━━━ Supplied material
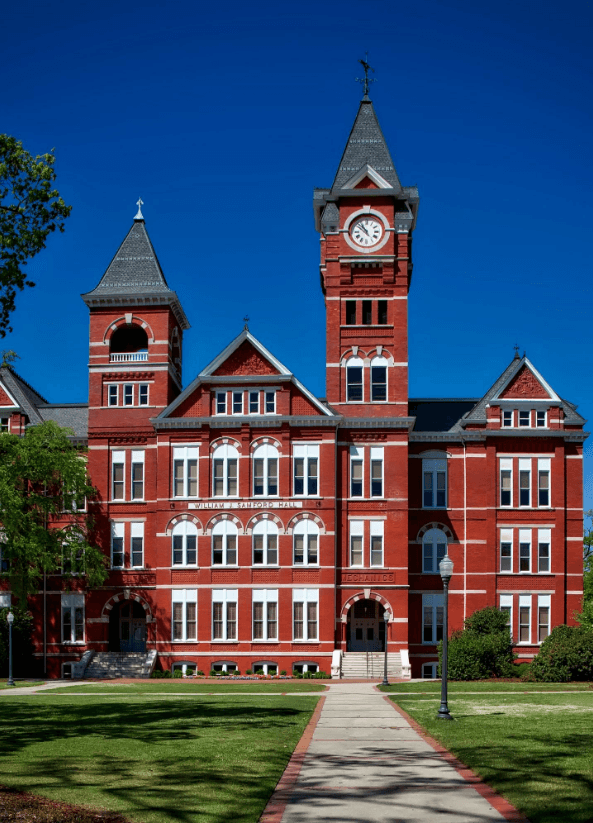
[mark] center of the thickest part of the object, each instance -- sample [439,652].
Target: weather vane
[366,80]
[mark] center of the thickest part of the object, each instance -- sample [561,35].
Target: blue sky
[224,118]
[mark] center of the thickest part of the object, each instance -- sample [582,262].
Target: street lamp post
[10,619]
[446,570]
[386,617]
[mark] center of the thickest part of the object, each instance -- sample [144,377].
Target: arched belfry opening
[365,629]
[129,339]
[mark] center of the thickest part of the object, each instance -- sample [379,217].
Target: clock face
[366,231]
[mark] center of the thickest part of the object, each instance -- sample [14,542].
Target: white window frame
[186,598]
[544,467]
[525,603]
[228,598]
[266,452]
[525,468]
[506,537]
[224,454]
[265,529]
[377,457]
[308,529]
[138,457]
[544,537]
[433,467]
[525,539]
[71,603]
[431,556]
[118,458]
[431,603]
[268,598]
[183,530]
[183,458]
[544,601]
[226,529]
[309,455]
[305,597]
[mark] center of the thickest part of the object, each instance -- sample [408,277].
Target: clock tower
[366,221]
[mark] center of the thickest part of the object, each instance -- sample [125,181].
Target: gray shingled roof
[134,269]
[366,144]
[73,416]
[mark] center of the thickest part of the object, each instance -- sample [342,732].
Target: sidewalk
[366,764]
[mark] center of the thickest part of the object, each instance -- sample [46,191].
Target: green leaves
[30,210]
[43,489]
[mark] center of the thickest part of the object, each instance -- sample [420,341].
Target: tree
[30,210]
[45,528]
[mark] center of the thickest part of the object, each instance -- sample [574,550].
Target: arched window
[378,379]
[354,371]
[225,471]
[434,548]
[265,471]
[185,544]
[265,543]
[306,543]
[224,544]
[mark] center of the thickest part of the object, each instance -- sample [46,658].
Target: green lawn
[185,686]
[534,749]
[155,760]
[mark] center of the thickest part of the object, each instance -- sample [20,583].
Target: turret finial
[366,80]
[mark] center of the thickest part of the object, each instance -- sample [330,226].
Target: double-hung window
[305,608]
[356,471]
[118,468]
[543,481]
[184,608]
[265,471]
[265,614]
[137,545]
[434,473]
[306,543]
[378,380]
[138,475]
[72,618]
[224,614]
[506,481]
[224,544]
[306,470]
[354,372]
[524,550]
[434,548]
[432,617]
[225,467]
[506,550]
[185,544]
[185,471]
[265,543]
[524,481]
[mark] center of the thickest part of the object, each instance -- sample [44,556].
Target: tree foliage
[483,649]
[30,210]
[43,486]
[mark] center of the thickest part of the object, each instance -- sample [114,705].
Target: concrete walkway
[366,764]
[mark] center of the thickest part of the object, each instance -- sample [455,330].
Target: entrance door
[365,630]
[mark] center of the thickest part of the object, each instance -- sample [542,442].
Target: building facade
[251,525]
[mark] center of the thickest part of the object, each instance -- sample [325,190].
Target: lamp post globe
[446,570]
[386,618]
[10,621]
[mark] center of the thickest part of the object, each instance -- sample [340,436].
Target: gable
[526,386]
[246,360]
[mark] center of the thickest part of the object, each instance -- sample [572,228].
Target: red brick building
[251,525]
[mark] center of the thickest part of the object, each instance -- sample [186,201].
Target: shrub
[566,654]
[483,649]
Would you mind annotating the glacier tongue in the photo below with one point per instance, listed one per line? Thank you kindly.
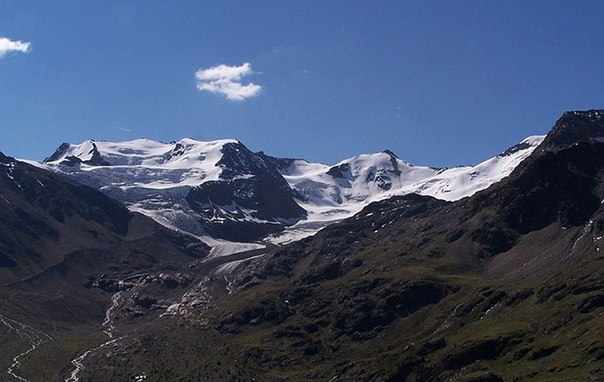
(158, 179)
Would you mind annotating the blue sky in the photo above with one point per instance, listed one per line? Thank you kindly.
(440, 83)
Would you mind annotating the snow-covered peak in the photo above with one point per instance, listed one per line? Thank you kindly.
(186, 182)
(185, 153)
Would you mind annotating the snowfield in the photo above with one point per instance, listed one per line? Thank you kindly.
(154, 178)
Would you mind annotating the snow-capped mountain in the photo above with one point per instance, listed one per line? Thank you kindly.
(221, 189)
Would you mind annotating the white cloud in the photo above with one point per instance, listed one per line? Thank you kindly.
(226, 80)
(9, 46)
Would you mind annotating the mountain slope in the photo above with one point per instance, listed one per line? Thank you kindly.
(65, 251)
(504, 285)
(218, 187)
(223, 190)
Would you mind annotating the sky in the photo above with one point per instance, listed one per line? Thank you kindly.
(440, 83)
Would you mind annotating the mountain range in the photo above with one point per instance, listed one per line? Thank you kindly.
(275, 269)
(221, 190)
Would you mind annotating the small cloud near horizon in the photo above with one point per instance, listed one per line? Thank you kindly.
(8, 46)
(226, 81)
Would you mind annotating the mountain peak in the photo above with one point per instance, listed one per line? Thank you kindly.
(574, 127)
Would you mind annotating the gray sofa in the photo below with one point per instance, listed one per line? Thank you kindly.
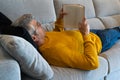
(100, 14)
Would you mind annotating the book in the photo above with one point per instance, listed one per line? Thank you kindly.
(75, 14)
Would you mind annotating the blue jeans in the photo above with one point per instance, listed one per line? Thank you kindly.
━━━━━━
━━━ Supplied material
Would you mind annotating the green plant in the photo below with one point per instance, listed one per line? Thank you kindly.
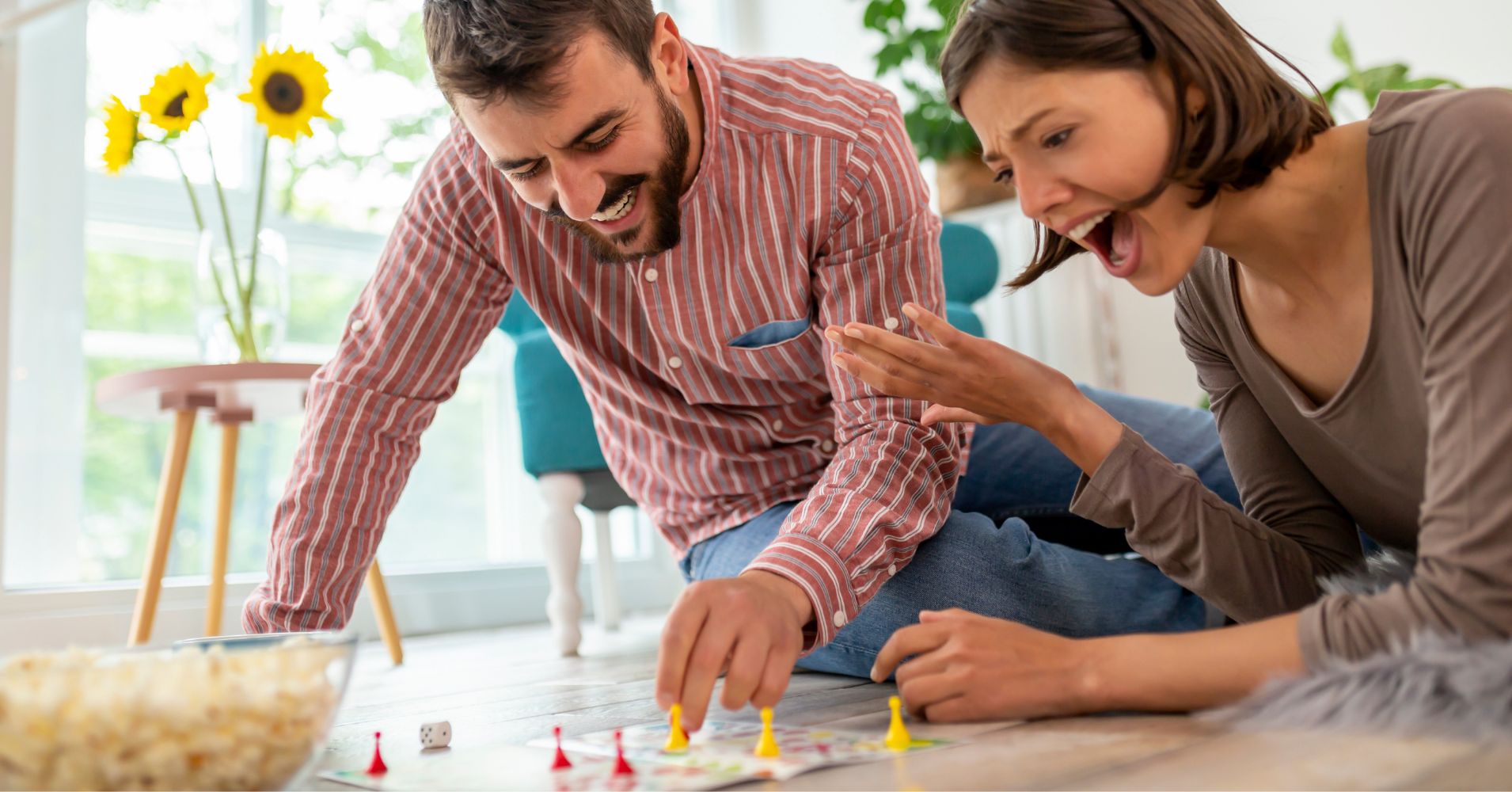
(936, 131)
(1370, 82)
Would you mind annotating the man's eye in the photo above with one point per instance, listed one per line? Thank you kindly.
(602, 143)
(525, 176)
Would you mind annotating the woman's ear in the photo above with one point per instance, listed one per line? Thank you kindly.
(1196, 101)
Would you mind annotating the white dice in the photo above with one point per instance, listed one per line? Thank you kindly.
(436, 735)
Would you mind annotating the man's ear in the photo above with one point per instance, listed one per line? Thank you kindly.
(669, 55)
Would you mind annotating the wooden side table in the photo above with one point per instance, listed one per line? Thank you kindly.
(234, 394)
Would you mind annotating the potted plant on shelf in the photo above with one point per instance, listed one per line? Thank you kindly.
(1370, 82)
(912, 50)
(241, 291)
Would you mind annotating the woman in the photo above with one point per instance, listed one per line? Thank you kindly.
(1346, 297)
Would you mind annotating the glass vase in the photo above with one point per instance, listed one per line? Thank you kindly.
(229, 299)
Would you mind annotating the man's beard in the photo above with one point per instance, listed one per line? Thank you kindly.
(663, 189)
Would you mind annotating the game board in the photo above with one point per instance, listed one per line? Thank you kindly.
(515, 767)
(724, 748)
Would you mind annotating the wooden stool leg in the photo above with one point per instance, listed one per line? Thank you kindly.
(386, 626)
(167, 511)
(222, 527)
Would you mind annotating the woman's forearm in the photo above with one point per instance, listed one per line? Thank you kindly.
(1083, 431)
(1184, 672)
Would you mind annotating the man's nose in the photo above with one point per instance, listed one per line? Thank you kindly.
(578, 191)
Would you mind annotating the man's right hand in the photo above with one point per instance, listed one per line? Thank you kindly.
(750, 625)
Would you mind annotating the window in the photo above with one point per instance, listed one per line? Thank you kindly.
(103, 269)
━━━━━━
> Task details
Reproduce exactly the entries above, limited to the lines from the one with "-- sample [582,262]." through the one with "-- sample [14,542].", both included.

> Your solution
[mark] center of the thickest part of the object, each instance -- sample [582,262].
Target: street lamp post
[10,619]
[446,570]
[386,617]
[mark] center of the thickest part of the object, each instance -- sample [144,377].
Target: arched belfry opening
[365,629]
[129,339]
[mark] center of the thickest part of the object, each instance -- sample [379,217].
Target: clock face
[366,231]
[mark] center of the thickest part of the object, each instance -- sample [14,542].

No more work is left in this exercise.